Tarefas propostas:
1. Segundo o texto sobre a biografia de Mario Quintana, por qual editora saiu o livro de Gustavo Grandinetti?
2. Reproduza o trecho do texto sobre a biografia de Mario Quintana a partir das palavras "Biografia revela paixão" e termine depois de "Machado de Assis.".
3. Reescreva de forma mais breve o parágrafo do texto sobre a biografia de Mario Quintana que começa com "Por ser menos canônico", mantendo seus fatos principais.

-------- Página

Biografia revela paixão entre o poeta Mario Quintana e a jornalista Eloí Calage

“A mentira é uma verdade que se esqueceu de acontecer.” — Mario Quintana

Mario Quintana é um dos principais poetas brasileiros. Entretanto, não é tão famoso quanto Carlos Drummond de Andrade, João Cabral de Melo Neto, Manuel Bandeira e Ferreira Gullar. Por ter se mantido “isolado” em Porto Alegre, no Rio Grande do Sul, não se tornou canônico? Talvez. Drummond e João Cabral se tornaram mais “brasileiros” e menos mineiro e pernambucano ao se tornarem, por assim dizer, “cariocas”. Suas famas foram construídas no Rio de Janeiro de Machado de Assis.

Por ser menos canônico, Mario Quintana não ganhou biografias alentadas, como as de Machado de Assis, Graciliano Ramos, Clarice Lispector, Mário de Andrade, Oswald de Andrade e Nelson Rodrigues. A mais conhecida é “Mario Quintana — Vida e Obra”, de Nelson Fachinelli. Em 2024, pela Editora Tordesilhas, saiu “O Passarinho do Contra — Uma Biografia de Mario Quintana” (240 páginas), de Gustavo Grandinetti. Doutor em Direito e pós-doutor em Teoria das Ideias, o autor é professor da Universidade Estadual do Rio de Janeiro (Uerj).

Gustavo Grandinetti: biógrafo examina a vida de Mario Quintana de maneira respeitosa | Foto: Facebook

Não há biografias definitivas a respeito de nenhum autor ou político. O tempo vai ampliando a história de um indivíduo. Mesmo os mortos e seus livros são “obras” em construção.

Grandinetti sabe que a vida de Mario Quintana contém mistérios que a razão não consegue decifrar (“por que o poeta teria dito que em ‘Orlando’”, de Virginia Woolf, “estaria metade de sua biografia?”). Mas o pesquisador fez um estudo sério e amplo. Seu livro é a porta de entrada para outros que quiserem escarafunchar a vida do bardo… inclusive de maneira menos pudica. Não será possível contorná-lo.

----------------
-------- Material fornecido

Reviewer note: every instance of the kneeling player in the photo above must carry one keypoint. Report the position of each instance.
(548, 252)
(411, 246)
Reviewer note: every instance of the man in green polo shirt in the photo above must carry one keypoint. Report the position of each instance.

----------------

Respostas abaixo:
1. Pela Editora Tordesilhas.

2.
Biografia revela paixão entre o poeta Mario Quintana e a jornalista Eloí Calage

“A mentira é uma verdade que se esqueceu de acontecer.” — Mario Quintana

Mario Quintana é um dos principais poetas brasileiros. Entretanto, não é tão famoso quanto Carlos Drummond de Andrade, João Cabral de Melo Neto, Manuel Bandeira e Ferreira Gullar. Por ter se mantido “isolado” em Porto Alegre, no Rio Grande do Sul, não se tornou canônico? Talvez. Drummond e João Cabral se tornaram mais “brasileiros” e menos mineiro e pernambucano ao se tornarem, por assim dizer, “cariocas”. Suas famas foram construídas no Rio de Janeiro de Machado de Assis.

3. Menos canônico, Mario Quintana não ganhou biografias extensas como as de Machado de Assis, Graciliano Ramos, Clarice Lispector, Mário de Andrade, Oswald de Andrade e Nelson Rodrigues. A mais conhecida é "Mario Quintana — Vida e Obra", de Nelson Fachinelli. Em 2024, a Editora Tordesilhas lançou "O Passarinho do Contra — Uma Biografia de Mario Quintana" (240 páginas), de Gustavo Grandinetti, doutor em Direito, pós-doutor em Teoria das Ideias e professor da Uerj.